**** Information ****

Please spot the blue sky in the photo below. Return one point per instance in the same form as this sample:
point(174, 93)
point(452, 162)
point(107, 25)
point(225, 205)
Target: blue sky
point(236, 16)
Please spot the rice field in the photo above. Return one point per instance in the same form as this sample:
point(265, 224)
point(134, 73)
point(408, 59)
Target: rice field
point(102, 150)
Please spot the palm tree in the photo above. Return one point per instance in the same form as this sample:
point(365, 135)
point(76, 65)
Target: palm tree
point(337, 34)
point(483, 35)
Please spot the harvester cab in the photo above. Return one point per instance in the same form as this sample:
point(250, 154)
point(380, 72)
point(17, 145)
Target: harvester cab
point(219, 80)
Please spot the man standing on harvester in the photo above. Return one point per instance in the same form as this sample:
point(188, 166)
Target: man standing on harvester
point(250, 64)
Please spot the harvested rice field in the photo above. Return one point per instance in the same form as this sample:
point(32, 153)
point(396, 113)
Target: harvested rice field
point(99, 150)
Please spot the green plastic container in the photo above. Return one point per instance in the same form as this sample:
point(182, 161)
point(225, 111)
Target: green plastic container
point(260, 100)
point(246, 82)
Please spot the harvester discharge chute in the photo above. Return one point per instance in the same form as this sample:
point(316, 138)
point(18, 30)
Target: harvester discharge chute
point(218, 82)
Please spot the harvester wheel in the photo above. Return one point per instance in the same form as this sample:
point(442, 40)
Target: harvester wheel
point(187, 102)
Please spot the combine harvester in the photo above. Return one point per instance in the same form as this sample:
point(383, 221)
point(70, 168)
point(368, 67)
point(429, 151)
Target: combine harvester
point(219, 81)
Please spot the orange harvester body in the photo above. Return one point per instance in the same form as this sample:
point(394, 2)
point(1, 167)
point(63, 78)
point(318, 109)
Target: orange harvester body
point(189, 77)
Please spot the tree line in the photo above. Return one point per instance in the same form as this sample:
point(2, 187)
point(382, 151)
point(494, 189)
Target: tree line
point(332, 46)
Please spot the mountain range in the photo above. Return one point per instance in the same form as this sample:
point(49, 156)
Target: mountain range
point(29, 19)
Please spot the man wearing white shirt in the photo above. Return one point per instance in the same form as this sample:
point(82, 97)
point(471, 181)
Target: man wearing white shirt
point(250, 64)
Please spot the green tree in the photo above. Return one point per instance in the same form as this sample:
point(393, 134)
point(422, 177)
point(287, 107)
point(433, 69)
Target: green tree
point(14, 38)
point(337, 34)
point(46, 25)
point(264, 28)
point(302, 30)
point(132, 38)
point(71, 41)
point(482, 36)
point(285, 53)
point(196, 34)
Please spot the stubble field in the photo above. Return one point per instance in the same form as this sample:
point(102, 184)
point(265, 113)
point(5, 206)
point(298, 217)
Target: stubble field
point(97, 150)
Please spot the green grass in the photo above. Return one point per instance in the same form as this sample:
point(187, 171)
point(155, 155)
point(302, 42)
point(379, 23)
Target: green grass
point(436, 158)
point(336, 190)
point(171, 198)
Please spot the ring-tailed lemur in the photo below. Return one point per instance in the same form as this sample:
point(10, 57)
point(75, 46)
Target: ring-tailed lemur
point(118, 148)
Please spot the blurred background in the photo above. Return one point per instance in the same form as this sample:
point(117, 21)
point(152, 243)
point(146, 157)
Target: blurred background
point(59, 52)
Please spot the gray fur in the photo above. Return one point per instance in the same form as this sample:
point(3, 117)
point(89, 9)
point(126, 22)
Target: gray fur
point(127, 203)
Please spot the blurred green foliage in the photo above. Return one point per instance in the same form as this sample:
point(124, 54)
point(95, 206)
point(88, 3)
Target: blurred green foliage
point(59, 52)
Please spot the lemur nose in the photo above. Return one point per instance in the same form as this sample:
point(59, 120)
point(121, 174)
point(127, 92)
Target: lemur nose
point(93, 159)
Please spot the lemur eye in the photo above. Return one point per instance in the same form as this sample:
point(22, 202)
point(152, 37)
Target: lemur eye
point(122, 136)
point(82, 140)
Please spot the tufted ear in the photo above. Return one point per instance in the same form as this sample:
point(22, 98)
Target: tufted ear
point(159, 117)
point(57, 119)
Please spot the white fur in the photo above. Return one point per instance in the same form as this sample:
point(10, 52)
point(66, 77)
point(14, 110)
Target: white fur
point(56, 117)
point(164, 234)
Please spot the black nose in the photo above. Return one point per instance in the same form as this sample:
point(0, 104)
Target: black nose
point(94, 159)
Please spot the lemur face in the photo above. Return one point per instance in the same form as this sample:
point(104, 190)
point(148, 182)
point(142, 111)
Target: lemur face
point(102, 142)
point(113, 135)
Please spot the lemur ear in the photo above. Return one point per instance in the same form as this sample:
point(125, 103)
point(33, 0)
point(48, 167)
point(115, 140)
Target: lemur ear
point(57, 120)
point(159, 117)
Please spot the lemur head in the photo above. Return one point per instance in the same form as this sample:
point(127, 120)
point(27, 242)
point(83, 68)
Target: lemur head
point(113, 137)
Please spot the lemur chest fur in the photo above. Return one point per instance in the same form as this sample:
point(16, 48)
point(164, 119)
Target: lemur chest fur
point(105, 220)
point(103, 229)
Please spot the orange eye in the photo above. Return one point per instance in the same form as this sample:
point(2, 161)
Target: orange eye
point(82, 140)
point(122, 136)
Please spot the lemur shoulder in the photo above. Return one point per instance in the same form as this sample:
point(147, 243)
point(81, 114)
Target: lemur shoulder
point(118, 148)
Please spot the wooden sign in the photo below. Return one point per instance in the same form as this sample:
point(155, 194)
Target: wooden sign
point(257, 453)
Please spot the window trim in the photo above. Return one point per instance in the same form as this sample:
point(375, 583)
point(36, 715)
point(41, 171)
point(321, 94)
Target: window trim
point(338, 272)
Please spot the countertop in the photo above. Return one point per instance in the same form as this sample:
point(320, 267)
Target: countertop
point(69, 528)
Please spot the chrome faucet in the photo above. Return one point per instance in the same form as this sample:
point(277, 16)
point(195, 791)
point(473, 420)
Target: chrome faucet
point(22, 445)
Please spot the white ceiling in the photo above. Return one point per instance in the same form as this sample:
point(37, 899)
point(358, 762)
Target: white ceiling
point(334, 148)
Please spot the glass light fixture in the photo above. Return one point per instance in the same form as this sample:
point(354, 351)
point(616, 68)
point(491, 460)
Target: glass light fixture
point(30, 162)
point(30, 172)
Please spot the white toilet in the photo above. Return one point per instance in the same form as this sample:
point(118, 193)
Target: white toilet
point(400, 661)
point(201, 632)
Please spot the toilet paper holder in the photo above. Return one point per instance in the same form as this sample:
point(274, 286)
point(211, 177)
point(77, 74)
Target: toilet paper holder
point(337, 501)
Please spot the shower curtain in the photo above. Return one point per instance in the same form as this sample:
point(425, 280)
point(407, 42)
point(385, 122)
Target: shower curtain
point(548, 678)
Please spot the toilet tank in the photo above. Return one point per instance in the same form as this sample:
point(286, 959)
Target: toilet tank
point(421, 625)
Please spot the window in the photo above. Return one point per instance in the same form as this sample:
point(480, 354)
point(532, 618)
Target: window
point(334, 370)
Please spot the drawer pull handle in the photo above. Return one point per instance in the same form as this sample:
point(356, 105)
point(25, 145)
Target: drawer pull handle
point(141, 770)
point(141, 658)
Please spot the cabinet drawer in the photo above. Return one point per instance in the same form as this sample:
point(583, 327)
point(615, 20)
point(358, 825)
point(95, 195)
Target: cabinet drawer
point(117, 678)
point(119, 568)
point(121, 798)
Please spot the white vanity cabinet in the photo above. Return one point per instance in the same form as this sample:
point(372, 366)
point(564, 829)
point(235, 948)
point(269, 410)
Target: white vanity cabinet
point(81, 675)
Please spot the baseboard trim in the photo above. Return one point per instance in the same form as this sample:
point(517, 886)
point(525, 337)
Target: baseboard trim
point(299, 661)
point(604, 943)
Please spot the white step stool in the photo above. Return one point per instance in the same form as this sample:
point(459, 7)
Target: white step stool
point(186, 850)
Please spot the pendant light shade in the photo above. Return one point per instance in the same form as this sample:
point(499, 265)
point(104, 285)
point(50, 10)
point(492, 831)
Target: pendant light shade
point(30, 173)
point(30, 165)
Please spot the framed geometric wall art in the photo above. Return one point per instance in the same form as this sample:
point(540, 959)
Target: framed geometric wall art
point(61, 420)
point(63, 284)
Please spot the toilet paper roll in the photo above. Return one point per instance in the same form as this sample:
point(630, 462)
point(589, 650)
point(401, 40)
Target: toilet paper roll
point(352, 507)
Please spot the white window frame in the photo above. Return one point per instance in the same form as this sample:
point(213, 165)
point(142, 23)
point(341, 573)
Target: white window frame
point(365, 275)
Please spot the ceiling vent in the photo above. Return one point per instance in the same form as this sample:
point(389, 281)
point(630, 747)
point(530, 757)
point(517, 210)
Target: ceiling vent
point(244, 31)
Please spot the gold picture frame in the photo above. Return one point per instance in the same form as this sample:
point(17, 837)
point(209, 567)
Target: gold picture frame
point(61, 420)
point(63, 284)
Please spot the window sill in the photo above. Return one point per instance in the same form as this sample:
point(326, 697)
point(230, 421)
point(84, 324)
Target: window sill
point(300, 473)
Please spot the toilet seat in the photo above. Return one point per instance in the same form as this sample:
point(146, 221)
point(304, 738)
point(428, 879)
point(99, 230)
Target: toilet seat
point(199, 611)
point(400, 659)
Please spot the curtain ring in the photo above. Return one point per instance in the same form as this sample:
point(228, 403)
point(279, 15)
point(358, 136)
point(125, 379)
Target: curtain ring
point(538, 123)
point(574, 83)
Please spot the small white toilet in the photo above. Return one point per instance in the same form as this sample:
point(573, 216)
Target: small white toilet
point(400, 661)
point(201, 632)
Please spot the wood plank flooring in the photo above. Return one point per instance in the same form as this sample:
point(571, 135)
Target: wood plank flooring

****

### [What is required]
Your task is to copy every line of the entries that contains the string "below".

### [Response to this task]
Please spot the blue sky in the photo below. Return one point per instance in the same form as this sample:
Please spot the ring-tailed lemur in the photo below. Return one point per instance in the same form as this sample:
Please spot the wooden sign in the photo below. Return one point per instance in the same form as this sample:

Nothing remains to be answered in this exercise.